- _WHAT THE TASK ASKS_
Copy out, word for word, the part of the job vacancies article that begins at the words "An elderly woman" and stops after "buffet the economy.".

- _DOCUMENT SEGMENT_

Pool of vacant jobs shrinking but only slowly

An elderly woman shopping in a supermarket.
The pace of inflation hit a six-month high in May, casting a shadow over interest rate cuts. -AAP Image

The Australian labour market continues to weaken gradually, with fewer open roles on offer for those searching for jobs.

The Australian Bureau of Statistics recorded a 2.7 per cent fall in job vacancy numbers in May compared to February, down 10,000 to 353,000.

The latest labour market insights followed a hotter-than-expected inflation result, which had economists warning interest rates could be staying higher for longer and a growing chance of a hike in August.

The volume of open roles on offer have been steadily declining from peak levels in mid-2022, Thursday's job vacancy data showed, as global headwinds and higher interest rates buffet the economy.

Yet Australian Bureau of Statistics (ABS) head of labour statistics Bjorn Jarvis said vacancies were still well above their pre-COVID-19 pandemic levels, with around 54.8 per cent more vacancies than in February 2020.

Job vacancies were higher than pre-pandemic levels in 15 out of 18 industries, he said.

"This continued to be particularly pronounced in customer-facing industries, including accommodation and food services, and arts and recreation services, where vacancies are still more than double pre-pandemic levels," Mr Jarvis said.

The Reserve Bank of Australia is expecting the labour market to weaken as higher interest rates work to slow the economy and weigh on inflation.

And while the economy is growing very slowly and various indicators point to a gradually weakening jobs market, price pressures are proving persistent.

The four per cent inflation figure for May released on Wednesday prompted investors to ramp up the rate rise bets and spurred several economists to change their interest rate forecasts.

National Australia Bank now expects interest rates will start to come down from May 2025 - a much longer wait than the previously pencilled-in November 2024.

Katy Gallagher says the government is doing what it can to reduce inflationary pressures. (Lukas Coch/AAP PHOTOS)

- _RECORDS PROVIDED_
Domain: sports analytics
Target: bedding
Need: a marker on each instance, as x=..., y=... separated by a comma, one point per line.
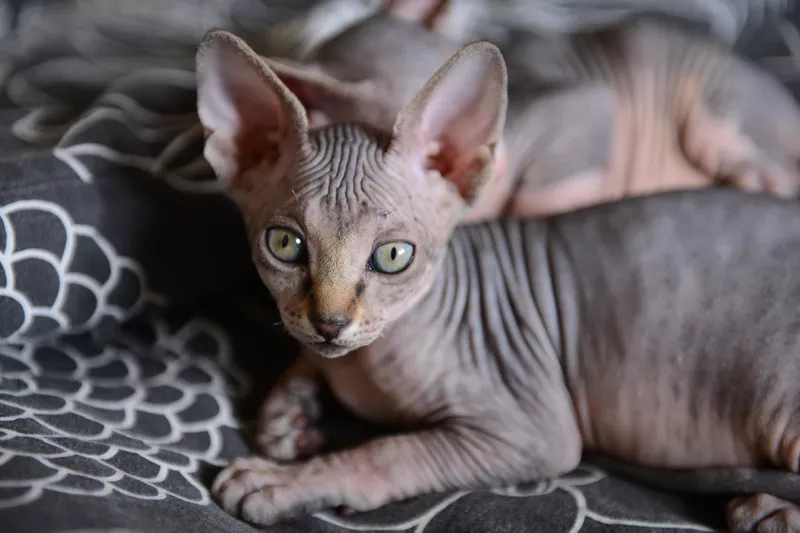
x=135, y=337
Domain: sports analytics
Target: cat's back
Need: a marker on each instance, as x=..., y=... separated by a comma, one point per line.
x=681, y=311
x=622, y=55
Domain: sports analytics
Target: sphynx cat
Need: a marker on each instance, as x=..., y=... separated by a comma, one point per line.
x=658, y=330
x=636, y=108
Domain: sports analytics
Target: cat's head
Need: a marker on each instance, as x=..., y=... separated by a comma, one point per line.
x=347, y=224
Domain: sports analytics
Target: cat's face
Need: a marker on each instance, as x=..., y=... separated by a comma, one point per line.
x=347, y=226
x=345, y=244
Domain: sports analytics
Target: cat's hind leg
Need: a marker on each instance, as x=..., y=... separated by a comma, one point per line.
x=743, y=131
x=763, y=513
x=287, y=427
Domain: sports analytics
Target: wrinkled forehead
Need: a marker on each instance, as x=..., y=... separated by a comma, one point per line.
x=344, y=173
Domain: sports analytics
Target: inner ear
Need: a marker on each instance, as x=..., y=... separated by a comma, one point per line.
x=249, y=116
x=455, y=122
x=325, y=97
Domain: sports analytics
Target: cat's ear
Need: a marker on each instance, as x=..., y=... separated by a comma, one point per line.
x=454, y=124
x=323, y=95
x=427, y=13
x=250, y=117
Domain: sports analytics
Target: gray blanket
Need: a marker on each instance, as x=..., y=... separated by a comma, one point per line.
x=135, y=338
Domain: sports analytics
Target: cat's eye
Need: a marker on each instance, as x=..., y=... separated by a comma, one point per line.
x=285, y=245
x=392, y=257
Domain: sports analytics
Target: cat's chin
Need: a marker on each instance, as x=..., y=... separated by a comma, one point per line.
x=328, y=350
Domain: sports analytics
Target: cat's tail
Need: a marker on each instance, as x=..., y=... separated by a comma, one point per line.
x=706, y=481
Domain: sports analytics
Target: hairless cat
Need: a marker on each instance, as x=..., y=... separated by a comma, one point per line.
x=656, y=330
x=635, y=108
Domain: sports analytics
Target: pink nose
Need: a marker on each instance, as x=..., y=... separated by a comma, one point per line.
x=329, y=326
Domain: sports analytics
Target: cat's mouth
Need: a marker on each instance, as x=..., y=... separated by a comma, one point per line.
x=329, y=350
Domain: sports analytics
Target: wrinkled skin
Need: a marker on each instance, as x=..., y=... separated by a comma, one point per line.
x=503, y=349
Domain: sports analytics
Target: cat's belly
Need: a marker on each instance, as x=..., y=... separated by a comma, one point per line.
x=646, y=423
x=354, y=387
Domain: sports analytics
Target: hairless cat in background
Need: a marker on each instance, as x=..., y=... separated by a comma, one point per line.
x=659, y=330
x=636, y=108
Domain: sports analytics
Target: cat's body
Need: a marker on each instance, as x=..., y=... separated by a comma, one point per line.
x=592, y=330
x=496, y=20
x=639, y=107
x=507, y=351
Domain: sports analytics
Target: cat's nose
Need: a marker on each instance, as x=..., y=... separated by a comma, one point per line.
x=329, y=326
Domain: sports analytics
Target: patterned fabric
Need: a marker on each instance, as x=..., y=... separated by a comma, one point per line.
x=135, y=338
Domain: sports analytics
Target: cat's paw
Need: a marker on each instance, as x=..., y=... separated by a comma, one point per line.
x=260, y=491
x=287, y=429
x=763, y=513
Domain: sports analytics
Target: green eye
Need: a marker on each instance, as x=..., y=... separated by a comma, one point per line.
x=285, y=245
x=392, y=257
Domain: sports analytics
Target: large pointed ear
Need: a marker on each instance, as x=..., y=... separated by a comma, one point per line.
x=454, y=124
x=250, y=117
x=325, y=97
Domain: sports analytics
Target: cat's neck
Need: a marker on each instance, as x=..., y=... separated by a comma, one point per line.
x=487, y=285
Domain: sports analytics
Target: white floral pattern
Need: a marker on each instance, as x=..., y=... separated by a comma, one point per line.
x=74, y=300
x=86, y=420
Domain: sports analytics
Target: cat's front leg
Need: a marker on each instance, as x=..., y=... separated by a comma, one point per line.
x=287, y=427
x=378, y=472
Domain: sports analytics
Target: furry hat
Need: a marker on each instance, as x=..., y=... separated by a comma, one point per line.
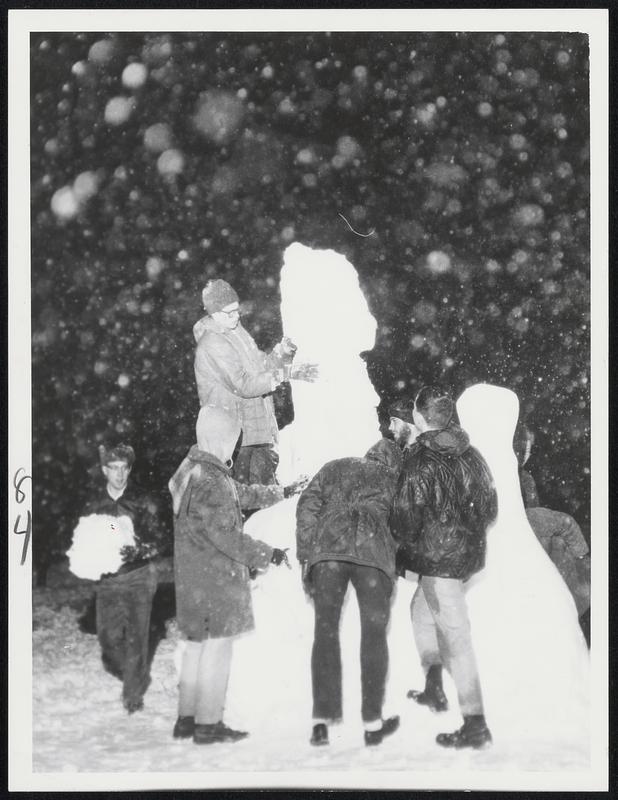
x=402, y=409
x=121, y=452
x=218, y=294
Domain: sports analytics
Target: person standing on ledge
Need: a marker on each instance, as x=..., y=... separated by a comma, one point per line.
x=445, y=501
x=233, y=374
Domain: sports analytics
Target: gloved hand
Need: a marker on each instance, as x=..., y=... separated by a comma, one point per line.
x=296, y=487
x=279, y=556
x=401, y=562
x=305, y=372
x=287, y=348
x=306, y=578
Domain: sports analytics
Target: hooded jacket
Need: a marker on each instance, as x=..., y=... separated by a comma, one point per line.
x=233, y=374
x=444, y=502
x=212, y=555
x=343, y=513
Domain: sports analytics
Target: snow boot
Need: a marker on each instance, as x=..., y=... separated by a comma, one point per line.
x=433, y=694
x=212, y=734
x=184, y=728
x=319, y=734
x=473, y=733
x=389, y=726
x=134, y=705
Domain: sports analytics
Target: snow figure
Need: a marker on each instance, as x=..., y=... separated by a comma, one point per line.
x=97, y=542
x=532, y=657
x=325, y=313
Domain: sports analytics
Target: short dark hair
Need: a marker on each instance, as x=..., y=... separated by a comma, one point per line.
x=435, y=404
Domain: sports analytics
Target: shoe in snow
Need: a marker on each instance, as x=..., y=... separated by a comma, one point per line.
x=319, y=734
x=473, y=733
x=184, y=728
x=434, y=698
x=134, y=705
x=389, y=726
x=212, y=734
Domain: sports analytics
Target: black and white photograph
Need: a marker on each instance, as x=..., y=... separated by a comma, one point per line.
x=308, y=399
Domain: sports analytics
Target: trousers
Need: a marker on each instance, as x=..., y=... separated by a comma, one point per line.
x=204, y=677
x=123, y=606
x=256, y=463
x=373, y=590
x=442, y=634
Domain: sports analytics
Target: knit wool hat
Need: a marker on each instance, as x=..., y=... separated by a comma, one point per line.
x=402, y=409
x=121, y=452
x=218, y=294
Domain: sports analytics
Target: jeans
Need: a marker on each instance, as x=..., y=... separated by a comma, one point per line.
x=373, y=590
x=124, y=605
x=442, y=635
x=256, y=463
x=204, y=677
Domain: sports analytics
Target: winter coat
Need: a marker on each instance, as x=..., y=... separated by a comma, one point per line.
x=343, y=513
x=444, y=502
x=212, y=555
x=152, y=538
x=565, y=544
x=233, y=374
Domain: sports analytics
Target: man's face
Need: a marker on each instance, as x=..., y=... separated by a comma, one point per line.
x=117, y=474
x=399, y=429
x=228, y=317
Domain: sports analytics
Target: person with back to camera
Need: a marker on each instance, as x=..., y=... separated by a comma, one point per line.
x=232, y=373
x=212, y=559
x=342, y=537
x=445, y=501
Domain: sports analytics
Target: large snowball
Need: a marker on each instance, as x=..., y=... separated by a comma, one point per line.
x=64, y=203
x=218, y=115
x=97, y=542
x=118, y=110
x=134, y=76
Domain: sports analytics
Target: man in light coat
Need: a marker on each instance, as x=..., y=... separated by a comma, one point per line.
x=212, y=560
x=233, y=374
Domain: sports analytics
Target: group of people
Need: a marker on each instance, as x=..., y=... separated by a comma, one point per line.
x=419, y=503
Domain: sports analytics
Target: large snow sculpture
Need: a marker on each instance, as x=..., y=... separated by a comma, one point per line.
x=325, y=313
x=532, y=657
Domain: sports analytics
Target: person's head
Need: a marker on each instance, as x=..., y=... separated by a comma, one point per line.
x=116, y=465
x=221, y=303
x=523, y=440
x=217, y=432
x=401, y=423
x=433, y=408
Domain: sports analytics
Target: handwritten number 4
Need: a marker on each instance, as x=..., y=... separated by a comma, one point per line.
x=27, y=531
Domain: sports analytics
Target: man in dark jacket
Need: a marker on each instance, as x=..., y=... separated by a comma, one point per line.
x=342, y=537
x=124, y=598
x=444, y=502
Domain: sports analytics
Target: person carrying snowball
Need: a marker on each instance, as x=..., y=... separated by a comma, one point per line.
x=212, y=561
x=117, y=542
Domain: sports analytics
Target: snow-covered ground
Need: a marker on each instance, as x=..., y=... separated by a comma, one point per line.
x=79, y=724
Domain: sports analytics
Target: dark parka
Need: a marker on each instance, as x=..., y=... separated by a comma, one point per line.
x=212, y=555
x=445, y=501
x=343, y=513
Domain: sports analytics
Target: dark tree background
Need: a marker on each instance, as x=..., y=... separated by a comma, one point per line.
x=159, y=161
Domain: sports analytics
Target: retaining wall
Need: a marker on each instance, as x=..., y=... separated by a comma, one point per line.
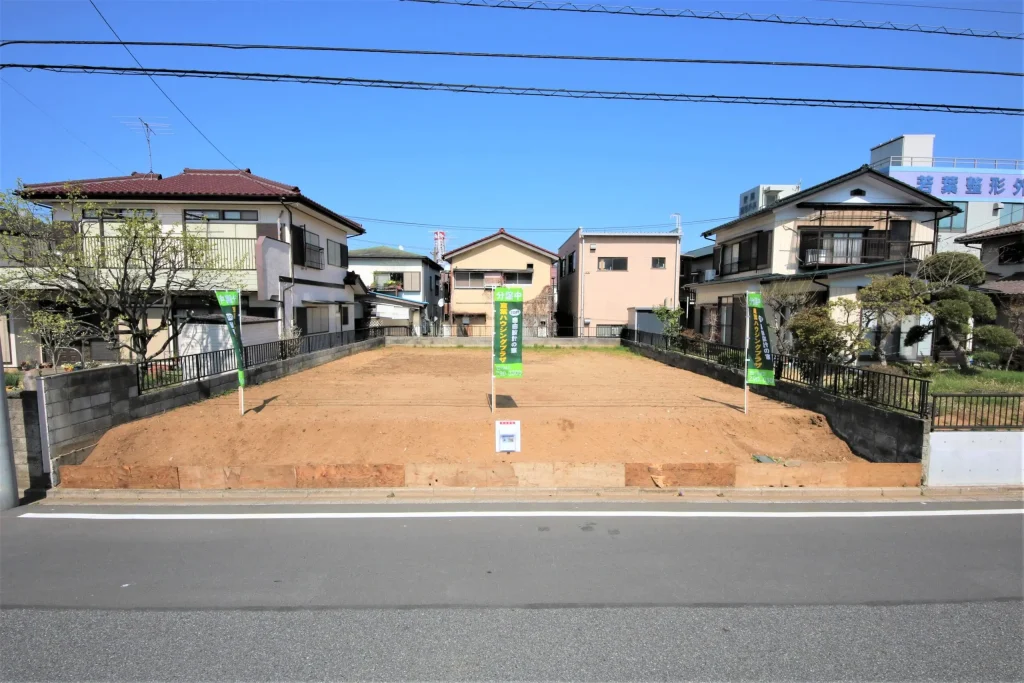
x=471, y=342
x=545, y=475
x=976, y=459
x=24, y=412
x=82, y=406
x=872, y=433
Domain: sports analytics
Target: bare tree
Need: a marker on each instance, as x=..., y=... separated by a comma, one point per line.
x=127, y=281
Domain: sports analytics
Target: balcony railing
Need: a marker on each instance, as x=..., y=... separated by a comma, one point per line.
x=107, y=252
x=817, y=250
x=950, y=162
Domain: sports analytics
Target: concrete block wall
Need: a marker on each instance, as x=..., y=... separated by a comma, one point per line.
x=82, y=406
x=872, y=433
x=484, y=342
x=24, y=412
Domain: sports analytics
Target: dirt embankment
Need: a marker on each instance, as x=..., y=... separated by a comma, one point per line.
x=403, y=404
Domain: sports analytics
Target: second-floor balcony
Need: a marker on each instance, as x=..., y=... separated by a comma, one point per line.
x=839, y=249
x=110, y=252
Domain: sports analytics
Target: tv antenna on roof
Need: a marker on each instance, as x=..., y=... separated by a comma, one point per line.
x=147, y=129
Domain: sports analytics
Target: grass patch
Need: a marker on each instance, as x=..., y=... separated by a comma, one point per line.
x=978, y=381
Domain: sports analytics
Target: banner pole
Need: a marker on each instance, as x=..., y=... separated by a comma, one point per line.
x=747, y=343
x=242, y=387
x=494, y=324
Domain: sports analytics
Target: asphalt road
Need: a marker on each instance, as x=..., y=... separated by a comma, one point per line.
x=546, y=597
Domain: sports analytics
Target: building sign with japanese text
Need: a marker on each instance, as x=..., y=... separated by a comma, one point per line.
x=963, y=185
x=508, y=332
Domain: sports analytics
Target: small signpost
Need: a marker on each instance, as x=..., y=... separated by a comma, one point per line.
x=760, y=361
x=230, y=306
x=508, y=436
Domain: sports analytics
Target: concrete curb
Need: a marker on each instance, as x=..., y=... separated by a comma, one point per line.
x=505, y=494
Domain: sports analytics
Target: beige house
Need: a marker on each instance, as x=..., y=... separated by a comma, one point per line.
x=602, y=274
x=828, y=240
x=499, y=259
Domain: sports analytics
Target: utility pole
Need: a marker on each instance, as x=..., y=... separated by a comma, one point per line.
x=8, y=475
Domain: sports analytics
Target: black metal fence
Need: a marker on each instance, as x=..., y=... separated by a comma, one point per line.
x=885, y=389
x=723, y=354
x=961, y=412
x=161, y=373
x=890, y=391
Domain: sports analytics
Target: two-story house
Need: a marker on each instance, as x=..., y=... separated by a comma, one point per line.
x=499, y=259
x=829, y=239
x=603, y=273
x=289, y=253
x=406, y=288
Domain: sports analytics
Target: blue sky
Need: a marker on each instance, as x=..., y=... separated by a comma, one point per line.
x=535, y=166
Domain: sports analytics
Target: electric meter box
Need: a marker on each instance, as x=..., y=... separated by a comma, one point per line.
x=508, y=436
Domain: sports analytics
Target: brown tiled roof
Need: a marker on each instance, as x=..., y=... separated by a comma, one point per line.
x=992, y=232
x=1013, y=284
x=503, y=233
x=192, y=183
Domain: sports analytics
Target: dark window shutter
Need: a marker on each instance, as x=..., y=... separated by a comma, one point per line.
x=738, y=324
x=764, y=249
x=744, y=254
x=298, y=246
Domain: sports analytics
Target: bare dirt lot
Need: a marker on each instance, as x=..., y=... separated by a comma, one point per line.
x=403, y=404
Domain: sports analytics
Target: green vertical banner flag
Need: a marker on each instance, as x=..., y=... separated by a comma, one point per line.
x=760, y=363
x=230, y=307
x=508, y=332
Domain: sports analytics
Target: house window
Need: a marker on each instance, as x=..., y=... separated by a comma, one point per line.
x=955, y=223
x=468, y=281
x=314, y=253
x=218, y=214
x=336, y=254
x=725, y=321
x=612, y=263
x=1011, y=213
x=118, y=214
x=518, y=278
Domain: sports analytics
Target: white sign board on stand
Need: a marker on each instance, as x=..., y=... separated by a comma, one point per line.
x=508, y=436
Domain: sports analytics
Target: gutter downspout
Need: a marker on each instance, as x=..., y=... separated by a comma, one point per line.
x=291, y=270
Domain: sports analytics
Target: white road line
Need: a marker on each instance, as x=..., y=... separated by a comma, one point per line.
x=504, y=514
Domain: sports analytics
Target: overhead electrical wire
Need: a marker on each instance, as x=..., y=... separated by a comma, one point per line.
x=62, y=127
x=907, y=4
x=523, y=90
x=513, y=55
x=669, y=12
x=391, y=221
x=162, y=91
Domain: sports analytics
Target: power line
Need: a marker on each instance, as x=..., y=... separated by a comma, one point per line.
x=162, y=91
x=907, y=4
x=513, y=55
x=391, y=221
x=62, y=127
x=525, y=90
x=668, y=12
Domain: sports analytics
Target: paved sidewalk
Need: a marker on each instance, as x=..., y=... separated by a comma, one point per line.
x=406, y=495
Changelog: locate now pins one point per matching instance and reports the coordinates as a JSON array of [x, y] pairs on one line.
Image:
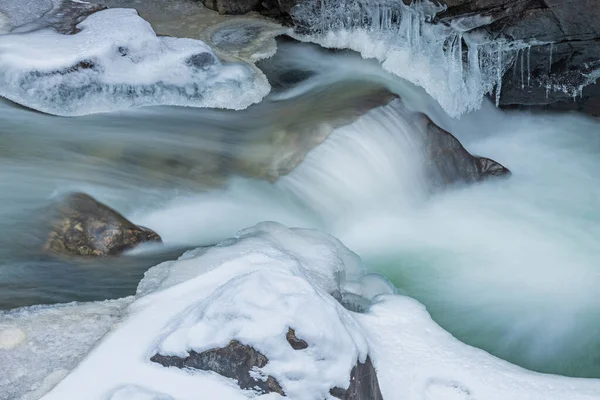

- _SOLUTION TO THE EXERCISE_
An elderly woman shopping in a supermarket.
The pace of inflation hit a six-month high in May, casting a shadow over interest rate cuts. -AAP Image

The Australian labour market continues to weaken gradually, with fewer open roles on offer for those searching for jobs.

The Australian Bureau of Statistics recorded a 2.7 per cent fall in job vacancy numbers in May compared to February, down 10,000 to 353,000.

The latest labour market insights followed a hotter-than-expected inflation result, which had economists warning interest rates could be staying higher for longer and a growing chance of a hike in August.

The volume of open roles on offer have been steadily declining from peak levels in mid-2022, Thursday's job vacancy data showed, as global headwinds and higher interest rates buffet the economy.